Problem 1: Decide whether each statement agrees with the passage below on the Battle of Germantown, answering yes or no and quoting the words from the passage that settle it: (a) Howe's main army in Germantown numbered 9,000 troops. (b) Germantown lies six miles northeast of Philadelphia. (c) The three regiments Washington sent against Chew's House managed to take it.
Problem 2: In the passage below on the Battle of Germantown, what did the first wave of British troops set fire to before retreating?
Problem 3: Translate this sentence from the passage below on the Battle of Germantown into Spanish: "Howe had settled most of his main army of 9,000 troops in Germantown, a small town six miles northwest of Philadelphia on the banks of the Schuylkill River."

Passage given:
+ + +
George Washington returns General Howe’s dog after the Battle of Germantown

In his new biography Washington: A Life, Ron Chernow confronts the popular belief that George Washington was a brilliant military strategist during the Revolutionary War. He shows Washington, in battle after battle, devising tactics that were too complicated, ignoring his military instincts, gathering inadequate intelligence, making poor decisions, and dangerously exposing himself to enemy fire. From the outset of his military career until the end of his Presidency, Washington does, however, emerge as a masterful motivator of men and a consummate politician with a knack for the personal touch.

The Battle of Germantown, which occurred 233 years ago this week, offers exemplary evidence of these traits. After the disastrous Battle of Brandywine in early September and British General William Howe’s capture of Philadelphia, Washington was eager to rally the spirits of his troops in one last engagement before winter. Howe had settled most of his main army of 9,000 troops in Germantown, a small town six miles northwest of Philadelphia on the banks of the Schuylkill River.

Recalling his successful nocturnal raid across the Delaware the previous December, Washington devised a plan that involved a forced nighttime march of 8,000 Continentals and 3,000 militia in a four-pronged attack that would surprise Howe in a pre-dawn raid. The heavy fog on the morning of October 4, 1777, helped cover the American army’s approach and caused the first wave of British troops to retreat, but only after they had set fire to a field. The ensuing mix of smoke and fog made communications between the rebel forces impossible and some ended up shooting one another. A British regiment turned Chew’s House, a three-story stone country home, into an impregnable fortress, and Washington lost valuable time and many lives deploying three regiments to try unsuccessfully to take it.
+ + +
Given entries:
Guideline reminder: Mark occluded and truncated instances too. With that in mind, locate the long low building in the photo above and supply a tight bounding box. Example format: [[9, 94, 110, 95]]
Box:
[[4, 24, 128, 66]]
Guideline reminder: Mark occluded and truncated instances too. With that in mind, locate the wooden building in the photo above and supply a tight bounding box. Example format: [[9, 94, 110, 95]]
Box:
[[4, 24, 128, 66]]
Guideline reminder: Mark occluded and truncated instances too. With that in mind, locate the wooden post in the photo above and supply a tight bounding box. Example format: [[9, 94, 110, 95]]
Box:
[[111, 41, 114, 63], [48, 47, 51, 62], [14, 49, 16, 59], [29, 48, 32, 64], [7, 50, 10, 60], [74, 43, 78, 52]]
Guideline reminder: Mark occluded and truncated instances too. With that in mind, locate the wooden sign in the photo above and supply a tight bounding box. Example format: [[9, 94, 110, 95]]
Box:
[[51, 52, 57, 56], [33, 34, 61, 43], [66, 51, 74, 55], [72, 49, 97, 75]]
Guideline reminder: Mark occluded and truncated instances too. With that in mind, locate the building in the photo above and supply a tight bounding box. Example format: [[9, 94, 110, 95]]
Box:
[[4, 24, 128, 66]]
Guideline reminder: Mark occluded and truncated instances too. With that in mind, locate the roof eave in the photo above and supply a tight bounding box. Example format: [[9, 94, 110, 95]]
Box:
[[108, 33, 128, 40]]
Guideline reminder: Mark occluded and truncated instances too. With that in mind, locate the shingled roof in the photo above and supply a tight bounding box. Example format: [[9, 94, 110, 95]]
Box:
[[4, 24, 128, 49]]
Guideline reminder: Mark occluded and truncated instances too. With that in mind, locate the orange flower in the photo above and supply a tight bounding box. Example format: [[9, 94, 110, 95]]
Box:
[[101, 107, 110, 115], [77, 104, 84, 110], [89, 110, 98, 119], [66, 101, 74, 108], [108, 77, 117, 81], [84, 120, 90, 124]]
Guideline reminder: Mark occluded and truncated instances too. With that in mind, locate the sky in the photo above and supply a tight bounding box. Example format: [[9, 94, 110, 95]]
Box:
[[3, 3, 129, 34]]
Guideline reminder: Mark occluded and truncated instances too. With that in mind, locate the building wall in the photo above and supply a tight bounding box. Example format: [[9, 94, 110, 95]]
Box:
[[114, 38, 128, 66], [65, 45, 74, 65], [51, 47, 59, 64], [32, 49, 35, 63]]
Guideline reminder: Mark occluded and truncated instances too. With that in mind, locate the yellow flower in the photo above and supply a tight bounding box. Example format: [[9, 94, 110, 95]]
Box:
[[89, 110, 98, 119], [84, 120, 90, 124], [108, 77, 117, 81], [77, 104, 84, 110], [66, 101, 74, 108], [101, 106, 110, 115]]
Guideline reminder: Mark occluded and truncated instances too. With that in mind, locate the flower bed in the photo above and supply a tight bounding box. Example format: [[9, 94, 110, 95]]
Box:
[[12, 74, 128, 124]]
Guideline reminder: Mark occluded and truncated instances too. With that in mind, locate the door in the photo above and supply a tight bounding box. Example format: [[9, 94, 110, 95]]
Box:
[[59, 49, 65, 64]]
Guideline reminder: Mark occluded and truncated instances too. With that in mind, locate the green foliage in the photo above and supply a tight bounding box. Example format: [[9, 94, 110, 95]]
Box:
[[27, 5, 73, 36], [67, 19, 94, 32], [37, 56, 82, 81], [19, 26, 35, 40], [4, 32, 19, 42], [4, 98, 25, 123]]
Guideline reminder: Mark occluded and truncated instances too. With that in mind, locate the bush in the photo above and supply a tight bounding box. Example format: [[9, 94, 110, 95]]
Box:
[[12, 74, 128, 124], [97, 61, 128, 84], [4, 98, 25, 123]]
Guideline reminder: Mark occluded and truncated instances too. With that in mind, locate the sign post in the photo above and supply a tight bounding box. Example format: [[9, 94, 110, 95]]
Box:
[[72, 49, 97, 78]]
+ + +
Problem solution 1:
(a) Yes: "Howe had settled most of his main army of 9,000 troops in Germantown"
(b) No: "a small town six miles northwest of Philadelphia"
(c) No: "deploying three regiments to try unsuccessfully to take it"

Problem solution 2: A field.

Problem solution 3: Howe había establecido la mayor parte de su ejército principal de 9.000 soldados en Germantown, un pequeño pueblo a seis millas al noroeste de Filadelfia, a orillas del río Schuylkill.